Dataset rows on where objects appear
-- start --

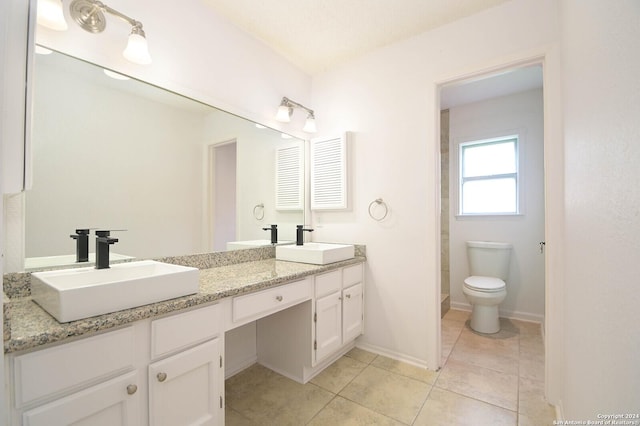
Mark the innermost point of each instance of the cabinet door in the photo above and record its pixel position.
(328, 325)
(351, 312)
(112, 403)
(185, 389)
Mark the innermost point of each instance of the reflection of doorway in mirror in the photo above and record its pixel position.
(222, 194)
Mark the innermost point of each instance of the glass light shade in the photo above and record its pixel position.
(310, 125)
(283, 114)
(137, 50)
(51, 15)
(115, 75)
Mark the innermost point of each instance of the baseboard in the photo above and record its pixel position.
(231, 369)
(517, 315)
(393, 355)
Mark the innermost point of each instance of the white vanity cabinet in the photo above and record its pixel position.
(187, 388)
(115, 402)
(301, 341)
(338, 316)
(92, 381)
(184, 388)
(158, 372)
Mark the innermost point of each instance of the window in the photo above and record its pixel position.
(489, 176)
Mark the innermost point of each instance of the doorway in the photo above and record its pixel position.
(497, 104)
(222, 194)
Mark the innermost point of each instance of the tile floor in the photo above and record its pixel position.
(486, 380)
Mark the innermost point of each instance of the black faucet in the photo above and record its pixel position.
(103, 240)
(82, 244)
(300, 234)
(274, 233)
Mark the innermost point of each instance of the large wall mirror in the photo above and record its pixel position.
(179, 176)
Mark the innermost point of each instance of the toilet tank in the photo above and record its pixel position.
(489, 258)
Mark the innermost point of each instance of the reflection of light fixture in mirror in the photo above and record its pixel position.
(51, 15)
(115, 75)
(43, 50)
(137, 50)
(89, 14)
(285, 110)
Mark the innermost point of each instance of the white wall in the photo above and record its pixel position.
(196, 53)
(389, 100)
(520, 114)
(601, 41)
(104, 158)
(256, 172)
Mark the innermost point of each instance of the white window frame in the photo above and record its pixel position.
(517, 174)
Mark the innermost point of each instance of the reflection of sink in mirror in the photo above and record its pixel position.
(316, 253)
(72, 294)
(239, 245)
(64, 261)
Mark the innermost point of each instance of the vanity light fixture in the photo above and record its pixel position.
(285, 110)
(90, 15)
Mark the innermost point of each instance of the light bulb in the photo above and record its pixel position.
(137, 50)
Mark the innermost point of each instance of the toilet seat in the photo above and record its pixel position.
(484, 284)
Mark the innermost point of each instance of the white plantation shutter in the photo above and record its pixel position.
(289, 178)
(329, 173)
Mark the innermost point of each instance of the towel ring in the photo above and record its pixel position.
(379, 202)
(256, 213)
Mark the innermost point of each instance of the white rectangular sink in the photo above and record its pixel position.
(72, 294)
(316, 253)
(239, 245)
(68, 260)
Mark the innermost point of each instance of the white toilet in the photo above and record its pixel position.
(485, 289)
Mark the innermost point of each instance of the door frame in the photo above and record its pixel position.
(549, 57)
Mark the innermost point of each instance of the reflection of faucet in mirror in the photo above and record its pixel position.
(173, 131)
(274, 233)
(103, 240)
(82, 244)
(300, 229)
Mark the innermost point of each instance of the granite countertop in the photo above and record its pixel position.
(30, 326)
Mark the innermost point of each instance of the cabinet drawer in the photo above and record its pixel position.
(180, 331)
(352, 275)
(266, 302)
(42, 373)
(328, 283)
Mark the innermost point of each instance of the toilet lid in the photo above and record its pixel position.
(484, 283)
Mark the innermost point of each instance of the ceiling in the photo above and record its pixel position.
(316, 35)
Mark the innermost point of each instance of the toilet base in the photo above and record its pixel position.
(485, 319)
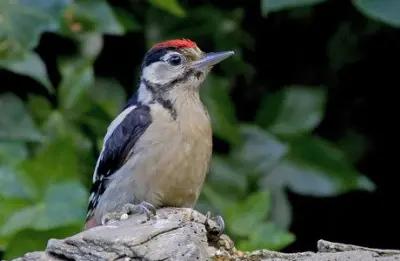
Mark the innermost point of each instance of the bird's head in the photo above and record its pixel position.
(177, 65)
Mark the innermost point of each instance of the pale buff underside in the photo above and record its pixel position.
(168, 163)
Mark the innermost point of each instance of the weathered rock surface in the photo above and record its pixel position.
(181, 234)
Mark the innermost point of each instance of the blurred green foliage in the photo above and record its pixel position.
(47, 148)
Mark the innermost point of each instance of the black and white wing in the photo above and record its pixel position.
(122, 134)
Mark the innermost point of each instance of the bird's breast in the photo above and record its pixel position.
(173, 157)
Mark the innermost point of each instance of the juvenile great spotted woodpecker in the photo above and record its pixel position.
(156, 152)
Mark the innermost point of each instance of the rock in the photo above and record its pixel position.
(181, 234)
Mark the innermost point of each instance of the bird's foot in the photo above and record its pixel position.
(129, 209)
(142, 208)
(218, 228)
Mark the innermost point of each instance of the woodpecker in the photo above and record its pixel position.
(156, 152)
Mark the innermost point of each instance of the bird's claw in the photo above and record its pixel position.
(128, 209)
(142, 208)
(219, 227)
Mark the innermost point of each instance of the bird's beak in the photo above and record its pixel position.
(211, 59)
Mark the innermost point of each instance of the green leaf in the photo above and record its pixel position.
(343, 47)
(77, 78)
(224, 171)
(12, 152)
(40, 108)
(91, 16)
(260, 150)
(28, 64)
(269, 6)
(127, 20)
(266, 236)
(292, 111)
(316, 167)
(215, 95)
(63, 204)
(386, 11)
(30, 240)
(247, 214)
(281, 209)
(219, 201)
(15, 122)
(90, 45)
(109, 95)
(54, 162)
(13, 185)
(170, 6)
(22, 219)
(22, 23)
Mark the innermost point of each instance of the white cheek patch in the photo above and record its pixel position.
(144, 95)
(161, 73)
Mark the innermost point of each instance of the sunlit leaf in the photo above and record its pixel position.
(266, 236)
(13, 185)
(40, 108)
(260, 150)
(281, 209)
(109, 95)
(247, 214)
(171, 6)
(65, 204)
(219, 201)
(386, 11)
(127, 20)
(12, 152)
(52, 164)
(15, 122)
(215, 95)
(292, 111)
(269, 6)
(28, 64)
(30, 240)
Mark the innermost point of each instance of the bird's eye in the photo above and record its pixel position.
(175, 60)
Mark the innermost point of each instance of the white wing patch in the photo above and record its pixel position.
(114, 124)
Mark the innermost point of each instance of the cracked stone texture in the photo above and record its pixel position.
(181, 234)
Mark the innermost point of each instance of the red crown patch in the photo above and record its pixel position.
(177, 43)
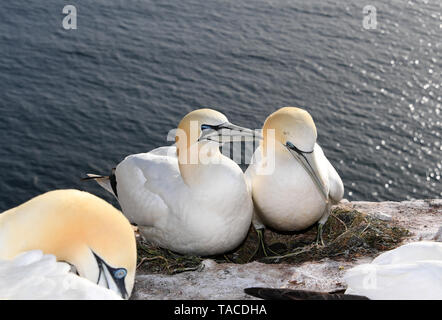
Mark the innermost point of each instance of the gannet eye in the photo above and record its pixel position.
(120, 273)
(290, 145)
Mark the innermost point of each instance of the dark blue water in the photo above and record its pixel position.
(79, 101)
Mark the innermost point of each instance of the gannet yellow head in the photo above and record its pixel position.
(295, 129)
(203, 126)
(79, 228)
(292, 125)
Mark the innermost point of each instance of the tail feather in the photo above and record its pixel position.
(290, 294)
(107, 182)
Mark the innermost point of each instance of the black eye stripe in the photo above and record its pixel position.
(213, 127)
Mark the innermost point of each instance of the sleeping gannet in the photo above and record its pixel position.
(411, 272)
(303, 184)
(77, 228)
(188, 197)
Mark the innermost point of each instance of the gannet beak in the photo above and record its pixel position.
(306, 159)
(227, 132)
(111, 278)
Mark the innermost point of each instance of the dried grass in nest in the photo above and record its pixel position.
(347, 234)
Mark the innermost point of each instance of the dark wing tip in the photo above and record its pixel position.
(290, 294)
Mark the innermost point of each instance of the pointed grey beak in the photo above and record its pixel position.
(305, 158)
(227, 132)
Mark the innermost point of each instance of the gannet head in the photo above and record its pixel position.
(295, 129)
(292, 125)
(202, 131)
(209, 125)
(79, 228)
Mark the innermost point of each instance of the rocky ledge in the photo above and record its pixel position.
(212, 279)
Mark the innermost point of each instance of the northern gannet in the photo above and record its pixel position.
(188, 197)
(80, 230)
(411, 272)
(293, 183)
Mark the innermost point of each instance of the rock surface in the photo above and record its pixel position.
(423, 218)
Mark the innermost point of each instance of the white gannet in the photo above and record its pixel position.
(411, 272)
(33, 275)
(76, 227)
(303, 184)
(188, 198)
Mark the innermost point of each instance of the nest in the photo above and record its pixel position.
(348, 234)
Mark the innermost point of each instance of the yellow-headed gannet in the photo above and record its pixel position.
(75, 227)
(293, 183)
(188, 197)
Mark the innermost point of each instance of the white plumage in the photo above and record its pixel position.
(292, 182)
(412, 271)
(33, 275)
(200, 208)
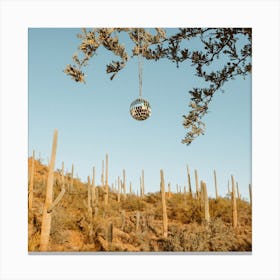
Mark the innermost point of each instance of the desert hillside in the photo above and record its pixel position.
(128, 222)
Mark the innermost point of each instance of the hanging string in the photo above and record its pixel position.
(140, 65)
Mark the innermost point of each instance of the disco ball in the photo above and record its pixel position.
(140, 109)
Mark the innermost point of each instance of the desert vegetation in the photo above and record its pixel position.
(68, 215)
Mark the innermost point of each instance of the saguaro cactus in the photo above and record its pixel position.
(233, 200)
(143, 183)
(137, 220)
(46, 221)
(31, 183)
(59, 197)
(250, 194)
(164, 212)
(93, 193)
(89, 194)
(89, 210)
(189, 181)
(122, 219)
(124, 185)
(206, 202)
(110, 235)
(106, 183)
(237, 190)
(169, 190)
(72, 178)
(216, 185)
(119, 189)
(196, 184)
(102, 174)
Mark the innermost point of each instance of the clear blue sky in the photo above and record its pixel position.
(93, 118)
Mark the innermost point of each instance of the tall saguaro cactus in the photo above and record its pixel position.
(250, 194)
(206, 202)
(93, 193)
(169, 190)
(164, 212)
(89, 209)
(31, 183)
(216, 185)
(102, 174)
(189, 181)
(237, 190)
(59, 197)
(89, 194)
(106, 183)
(143, 183)
(234, 207)
(124, 185)
(72, 178)
(46, 221)
(196, 184)
(119, 189)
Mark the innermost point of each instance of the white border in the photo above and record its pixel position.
(17, 16)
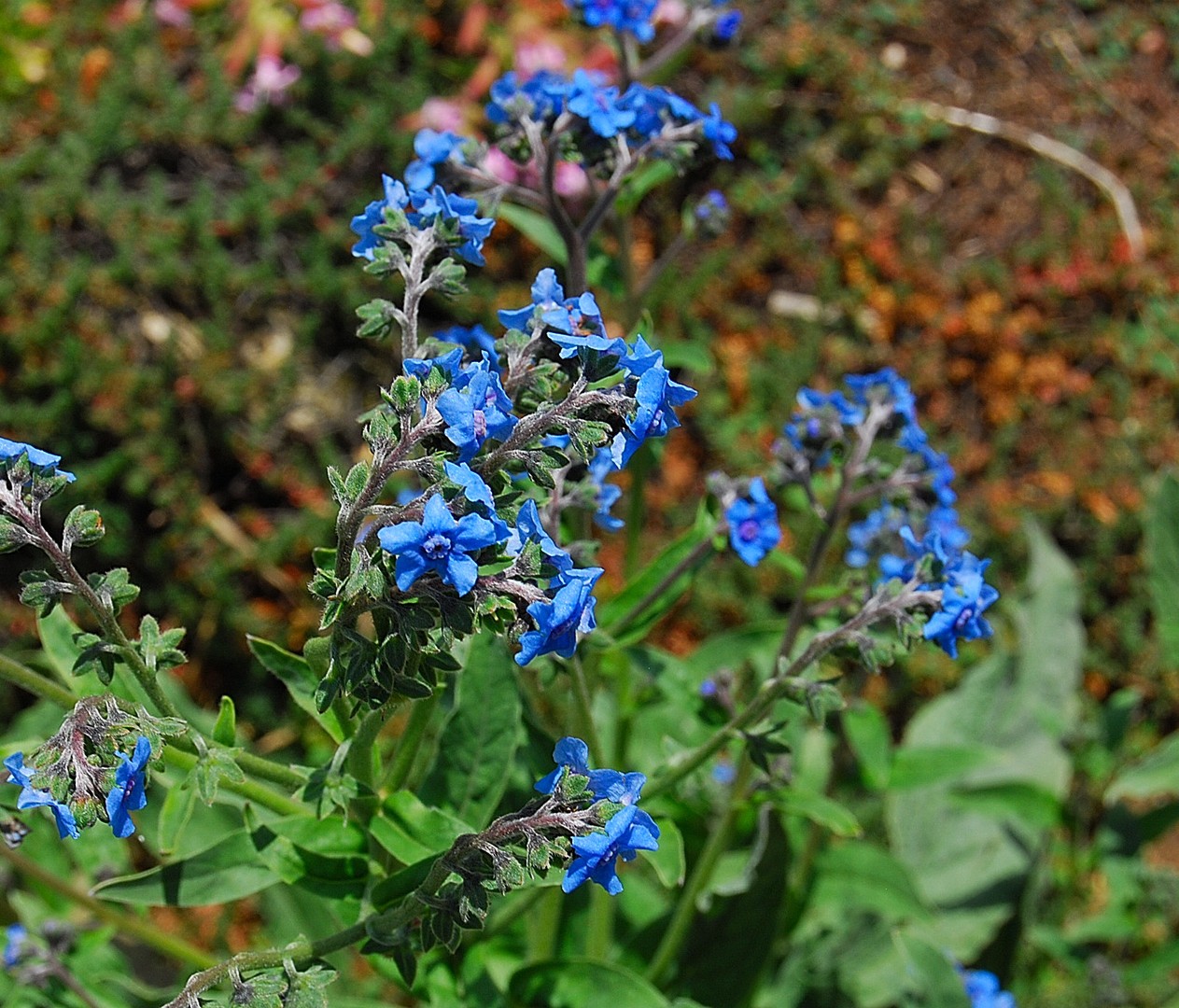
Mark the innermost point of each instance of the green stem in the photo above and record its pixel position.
(144, 931)
(35, 683)
(543, 926)
(585, 708)
(702, 874)
(175, 752)
(259, 793)
(877, 609)
(362, 755)
(600, 923)
(668, 579)
(402, 762)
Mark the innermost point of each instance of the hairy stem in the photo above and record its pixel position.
(129, 924)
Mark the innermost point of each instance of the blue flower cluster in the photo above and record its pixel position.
(627, 832)
(33, 797)
(985, 990)
(639, 115)
(41, 462)
(453, 218)
(637, 17)
(16, 939)
(753, 527)
(125, 796)
(914, 527)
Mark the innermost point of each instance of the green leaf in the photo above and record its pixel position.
(300, 680)
(968, 861)
(225, 730)
(537, 228)
(175, 814)
(582, 984)
(615, 618)
(919, 766)
(640, 183)
(860, 875)
(411, 832)
(481, 739)
(229, 870)
(1014, 800)
(1162, 564)
(1156, 774)
(326, 856)
(667, 861)
(820, 810)
(870, 739)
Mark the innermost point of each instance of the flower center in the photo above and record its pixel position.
(436, 546)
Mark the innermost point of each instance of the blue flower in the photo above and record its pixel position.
(128, 793)
(14, 939)
(471, 337)
(572, 755)
(560, 618)
(964, 596)
(438, 206)
(431, 148)
(530, 529)
(720, 133)
(599, 105)
(396, 197)
(655, 398)
(440, 543)
(476, 411)
(476, 491)
(627, 832)
(44, 462)
(753, 524)
(606, 494)
(985, 990)
(539, 98)
(32, 797)
(726, 25)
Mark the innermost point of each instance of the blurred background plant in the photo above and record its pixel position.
(178, 325)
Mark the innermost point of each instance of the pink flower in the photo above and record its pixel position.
(173, 13)
(441, 115)
(532, 57)
(272, 78)
(671, 12)
(498, 165)
(569, 179)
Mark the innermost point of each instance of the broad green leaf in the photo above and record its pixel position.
(175, 814)
(227, 872)
(1016, 800)
(1156, 774)
(919, 766)
(1162, 564)
(711, 971)
(481, 738)
(819, 809)
(639, 184)
(582, 984)
(860, 875)
(411, 832)
(968, 861)
(537, 228)
(623, 618)
(326, 856)
(300, 680)
(868, 735)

-- end --

Your task is to return, exactly and on their own, the lines from the one containing "Mark the innermost point of each instance of the hairy" through the last line of the listing.

Mark the innermost point of each instance of the hairy stem in the photo above and record its pixel position.
(129, 924)
Mark the innermost point of each instance of the blue flower cluster in the photo above and record its pixel position.
(627, 832)
(33, 797)
(985, 990)
(639, 115)
(41, 462)
(453, 218)
(637, 17)
(16, 939)
(753, 527)
(125, 796)
(914, 527)
Mark the innermost point of each instance of the green leaf in the photo above and record its pixel position.
(300, 680)
(968, 861)
(225, 730)
(537, 228)
(175, 814)
(582, 984)
(615, 618)
(919, 766)
(640, 183)
(860, 875)
(411, 832)
(481, 739)
(229, 870)
(1014, 800)
(1162, 564)
(1156, 774)
(326, 856)
(667, 861)
(820, 810)
(870, 739)
Mark the innermost point of each instance of the flower center in the photo above and record its pixel position.
(436, 546)
Mark the innermost point of each instance of the blue flower in the photo above and record its pixel position.
(128, 793)
(14, 939)
(471, 337)
(572, 755)
(560, 618)
(964, 596)
(438, 206)
(431, 148)
(530, 529)
(720, 133)
(599, 105)
(396, 197)
(655, 398)
(440, 543)
(476, 411)
(476, 491)
(627, 832)
(44, 462)
(753, 524)
(606, 494)
(985, 990)
(539, 98)
(32, 797)
(726, 25)
Mark the innermost point of each instance of the blurred background plant in the photo above and record its pixel position.
(178, 325)
Mark the innermost point of each instance of the pink flower in the photo above and record its pixel position.
(173, 13)
(441, 115)
(532, 57)
(272, 78)
(671, 12)
(498, 165)
(569, 179)
Mark the innermost point of each instance of the broad green leaf in the photo above and record its pixel position.
(175, 814)
(227, 872)
(1016, 800)
(1156, 774)
(919, 766)
(1162, 564)
(711, 971)
(481, 738)
(819, 809)
(639, 184)
(582, 984)
(860, 875)
(411, 832)
(968, 861)
(537, 228)
(623, 618)
(326, 856)
(300, 680)
(868, 735)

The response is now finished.